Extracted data
☆ ☆ ☆ ☆ ☆ ☆ ☆

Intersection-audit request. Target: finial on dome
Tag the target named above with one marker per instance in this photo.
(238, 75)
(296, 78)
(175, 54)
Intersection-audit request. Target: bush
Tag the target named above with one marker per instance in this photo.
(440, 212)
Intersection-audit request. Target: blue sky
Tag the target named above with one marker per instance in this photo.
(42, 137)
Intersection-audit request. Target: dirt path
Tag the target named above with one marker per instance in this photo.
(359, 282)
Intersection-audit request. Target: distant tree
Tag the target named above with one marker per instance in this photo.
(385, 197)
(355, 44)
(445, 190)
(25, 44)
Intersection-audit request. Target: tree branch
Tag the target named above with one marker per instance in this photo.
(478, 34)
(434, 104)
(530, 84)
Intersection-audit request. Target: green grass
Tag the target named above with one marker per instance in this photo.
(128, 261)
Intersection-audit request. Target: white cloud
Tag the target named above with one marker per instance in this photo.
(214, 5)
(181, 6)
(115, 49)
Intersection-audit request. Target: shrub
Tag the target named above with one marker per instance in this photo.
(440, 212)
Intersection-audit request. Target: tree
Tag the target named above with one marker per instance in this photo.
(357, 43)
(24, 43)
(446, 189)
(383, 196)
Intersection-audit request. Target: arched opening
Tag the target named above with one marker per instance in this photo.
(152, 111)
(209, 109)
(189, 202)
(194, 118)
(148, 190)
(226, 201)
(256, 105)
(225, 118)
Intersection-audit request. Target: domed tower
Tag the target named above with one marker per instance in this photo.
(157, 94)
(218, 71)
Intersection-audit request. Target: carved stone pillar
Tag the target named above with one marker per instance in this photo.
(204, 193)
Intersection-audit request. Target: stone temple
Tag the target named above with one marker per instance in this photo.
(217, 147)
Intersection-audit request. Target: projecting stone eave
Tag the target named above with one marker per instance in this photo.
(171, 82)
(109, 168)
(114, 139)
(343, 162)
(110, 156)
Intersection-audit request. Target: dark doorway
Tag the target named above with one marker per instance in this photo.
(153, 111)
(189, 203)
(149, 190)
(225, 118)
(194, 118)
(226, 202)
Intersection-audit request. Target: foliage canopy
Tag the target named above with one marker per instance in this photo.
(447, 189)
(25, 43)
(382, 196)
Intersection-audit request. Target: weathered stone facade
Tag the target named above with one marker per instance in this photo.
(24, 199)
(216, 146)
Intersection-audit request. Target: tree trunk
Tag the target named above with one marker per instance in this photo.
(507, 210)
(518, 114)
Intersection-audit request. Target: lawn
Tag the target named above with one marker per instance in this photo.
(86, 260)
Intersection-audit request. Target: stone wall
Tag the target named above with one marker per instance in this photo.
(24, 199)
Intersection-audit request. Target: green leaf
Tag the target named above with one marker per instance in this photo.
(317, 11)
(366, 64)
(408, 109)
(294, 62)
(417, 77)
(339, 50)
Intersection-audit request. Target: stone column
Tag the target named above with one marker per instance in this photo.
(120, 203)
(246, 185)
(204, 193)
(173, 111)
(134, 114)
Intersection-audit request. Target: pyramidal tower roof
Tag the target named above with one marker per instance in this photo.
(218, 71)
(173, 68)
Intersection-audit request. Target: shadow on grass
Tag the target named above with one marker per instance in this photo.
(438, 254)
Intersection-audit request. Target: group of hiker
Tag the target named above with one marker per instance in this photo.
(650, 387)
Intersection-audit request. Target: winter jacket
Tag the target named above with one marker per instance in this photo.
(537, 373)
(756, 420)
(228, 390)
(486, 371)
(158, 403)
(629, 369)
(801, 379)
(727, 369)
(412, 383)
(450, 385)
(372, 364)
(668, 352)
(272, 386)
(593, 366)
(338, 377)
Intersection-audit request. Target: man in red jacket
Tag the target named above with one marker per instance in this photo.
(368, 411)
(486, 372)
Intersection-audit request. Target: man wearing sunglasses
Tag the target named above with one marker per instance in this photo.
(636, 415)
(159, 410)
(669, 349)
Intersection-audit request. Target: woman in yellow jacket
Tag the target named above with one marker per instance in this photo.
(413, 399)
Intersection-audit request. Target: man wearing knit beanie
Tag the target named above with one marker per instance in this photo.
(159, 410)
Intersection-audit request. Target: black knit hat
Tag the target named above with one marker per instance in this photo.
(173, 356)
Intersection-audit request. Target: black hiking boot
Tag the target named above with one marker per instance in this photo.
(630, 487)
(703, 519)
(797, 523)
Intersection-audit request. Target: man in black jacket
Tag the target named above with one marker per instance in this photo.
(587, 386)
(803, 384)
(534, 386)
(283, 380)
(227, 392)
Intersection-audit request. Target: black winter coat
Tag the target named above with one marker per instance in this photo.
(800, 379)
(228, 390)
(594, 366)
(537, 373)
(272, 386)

☆ ☆ ☆ ☆ ☆ ☆ ☆

Work to do:
Recast every line of the data above as a Markdown table with the columns Row and Line, numbering each row and skipping blank lines.

Complete response:
| Row | Line |
|---|---|
| 1 | Intersection-audit request. Target: finial on dome |
| 2 | Tag the target named above with one marker per instance in this photo. |
| 3 | (238, 75) |
| 4 | (296, 78) |
| 5 | (175, 54) |
| 6 | Intersection-audit request. Target: bush |
| 7 | Tag the target named above with one marker per instance in this photo. |
| 8 | (440, 212) |
| 9 | Intersection-audit request. Target: blue sky |
| 10 | Tag the target named above with one marker per instance in this photo. |
| 11 | (42, 137) |
| 12 | Intersection-audit request. Target: dirt path |
| 13 | Tag the target named above with one marker per instance in this photo. |
| 14 | (359, 282) |
| 15 | Intersection-audit request. Target: distant tree |
| 16 | Tag the target named above with one marker per instance in this photo. |
| 17 | (385, 197) |
| 18 | (355, 44) |
| 19 | (445, 190) |
| 20 | (25, 44) |
| 21 | Intersection-audit request. Target: tree branch |
| 22 | Tag the target named above with one marker per instance in this photo. |
| 23 | (478, 34) |
| 24 | (434, 104) |
| 25 | (530, 84) |
| 26 | Intersection-audit request. Target: green grass |
| 27 | Tag the target named above with one marker per instance in this photo. |
| 28 | (128, 261) |
| 29 | Intersection-audit request. Target: white cloud |
| 30 | Tag the target named above with one marker per instance in this photo. |
| 31 | (214, 5) |
| 32 | (181, 6) |
| 33 | (115, 49) |
| 34 | Intersection-audit request. Target: shrub |
| 35 | Tag the target named above with one marker per instance in this photo. |
| 36 | (440, 212) |
| 37 | Intersection-audit request. Target: tree |
| 38 | Tag the target named above with one marker per instance in this photo. |
| 39 | (357, 43) |
| 40 | (24, 43) |
| 41 | (446, 189) |
| 42 | (383, 196) |
| 43 | Intersection-audit request. Target: arched opening |
| 44 | Tag the target named above with one marker per instance in this photo. |
| 45 | (152, 111) |
| 46 | (209, 109) |
| 47 | (189, 202) |
| 48 | (194, 118) |
| 49 | (148, 190) |
| 50 | (226, 201) |
| 51 | (256, 105) |
| 52 | (225, 118) |
| 53 | Intersection-audit request. Target: domed tower |
| 54 | Tag the target named above with one marker per instance in this photo. |
| 55 | (157, 94) |
| 56 | (218, 71) |
| 57 | Intersection-audit request. Target: carved stone pillar |
| 58 | Tag the target named above with one marker per instance in this photo. |
| 59 | (204, 193) |
| 60 | Intersection-audit request. Target: stone temple |
| 61 | Tag the target named above with one marker per instance in this photo. |
| 62 | (217, 147) |
| 63 | Intersection-audit request. Target: projecting stone eave |
| 64 | Tag the target named above with one marker per instance in this photo. |
| 65 | (171, 82) |
| 66 | (109, 168) |
| 67 | (114, 139) |
| 68 | (343, 162) |
| 69 | (110, 156) |
| 70 | Intersection-audit request. Target: dark doorway |
| 71 | Tag the target named above with one marker per instance in this photo. |
| 72 | (153, 111) |
| 73 | (189, 203) |
| 74 | (149, 190) |
| 75 | (225, 118) |
| 76 | (194, 118) |
| 77 | (226, 202) |
| 78 | Intersection-audit request. Target: foliage canopy |
| 79 | Tag the target named above with one marker per instance in this photo. |
| 80 | (447, 189) |
| 81 | (25, 43) |
| 82 | (382, 196) |
| 83 | Intersection-audit request. Target: weathered stone facade |
| 84 | Tag the target named above with one marker per instance in this photo. |
| 85 | (24, 199) |
| 86 | (216, 146) |
| 87 | Intersection-audit request. Target: tree trunk |
| 88 | Tag the target named above with one marker per instance in this photo. |
| 89 | (507, 210) |
| 90 | (518, 114) |
| 91 | Intersection-audit request. Target: lawn |
| 92 | Tag the target named above with one marker per instance in this photo. |
| 93 | (86, 260) |
| 94 | Intersection-audit request. Target: stone wall |
| 95 | Tag the target named above with one marker per instance in this photo. |
| 96 | (24, 199) |
| 97 | Intersection-audit request. Target: green leaf |
| 98 | Tag the target named above with one marker per instance in this photo. |
| 99 | (317, 11) |
| 100 | (366, 64) |
| 101 | (408, 109) |
| 102 | (294, 62) |
| 103 | (417, 77) |
| 104 | (339, 50) |
| 105 | Intersection-audit request. Target: stone column |
| 106 | Tag the target named above with one marker per instance in this photo. |
| 107 | (120, 203) |
| 108 | (246, 185) |
| 109 | (204, 193) |
| 110 | (173, 111) |
| 111 | (134, 114) |
| 112 | Intersection-audit request. Target: pyramidal tower roof |
| 113 | Tag the target named above with one marker per instance in this photo. |
| 114 | (218, 71) |
| 115 | (173, 68) |
| 116 | Intersection-audit request. Target: shadow on grass |
| 117 | Tag the target named above with one marker per instance in this photo. |
| 118 | (438, 254) |
| 119 | Intersection-audit request. Target: group of hiker |
| 120 | Tag the target named above with one marker per instance in this photo. |
| 121 | (650, 387) |
| 122 | Intersection-audit request. Target: winter jacket |
| 123 | Tag the target named above with one marker per instance in this photo. |
| 124 | (537, 373) |
| 125 | (756, 420) |
| 126 | (228, 390) |
| 127 | (486, 371) |
| 128 | (158, 403) |
| 129 | (629, 369) |
| 130 | (801, 379) |
| 131 | (727, 369) |
| 132 | (412, 383) |
| 133 | (450, 385) |
| 134 | (372, 364) |
| 135 | (668, 352) |
| 136 | (272, 386) |
| 137 | (593, 366) |
| 138 | (338, 377) |
| 139 | Intersection-audit request. Target: man in red jacket |
| 140 | Tag the target named above with one marker per instance in this photo. |
| 141 | (368, 411) |
| 142 | (486, 372) |
| 143 | Intersection-audit request. Target: man wearing sunglasses |
| 144 | Tag the target named above with one marker per instance in this photo. |
| 145 | (636, 415) |
| 146 | (159, 410) |
| 147 | (669, 349) |
| 148 | Intersection-audit request. Target: woman in yellow jacket |
| 149 | Tag the target named above with one marker per instance in this photo. |
| 150 | (413, 399) |
| 151 | Intersection-audit request. Target: man wearing knit beanie |
| 152 | Tag the target named above with one marker per instance in this photo. |
| 153 | (159, 410) |
| 154 | Intersection-audit request. Target: black knit hat |
| 155 | Tag the target named above with one marker per instance in this photo. |
| 156 | (173, 356) |
| 157 | Intersection-audit request. Target: black hiking boot |
| 158 | Tag the target named above with one marker per instance in this photo. |
| 159 | (630, 487) |
| 160 | (703, 519) |
| 161 | (797, 523) |
| 162 | Intersection-audit request. Target: man in black jacket |
| 163 | Tag the target named above with one marker per instance in this photo. |
| 164 | (587, 386) |
| 165 | (803, 384) |
| 166 | (534, 386) |
| 167 | (283, 380) |
| 168 | (227, 392) |
| 169 | Intersection-audit request. Target: black winter coat |
| 170 | Tag the target named above with one marker per instance in this photo. |
| 171 | (800, 379) |
| 172 | (228, 390) |
| 173 | (594, 366) |
| 174 | (537, 373) |
| 175 | (272, 386) |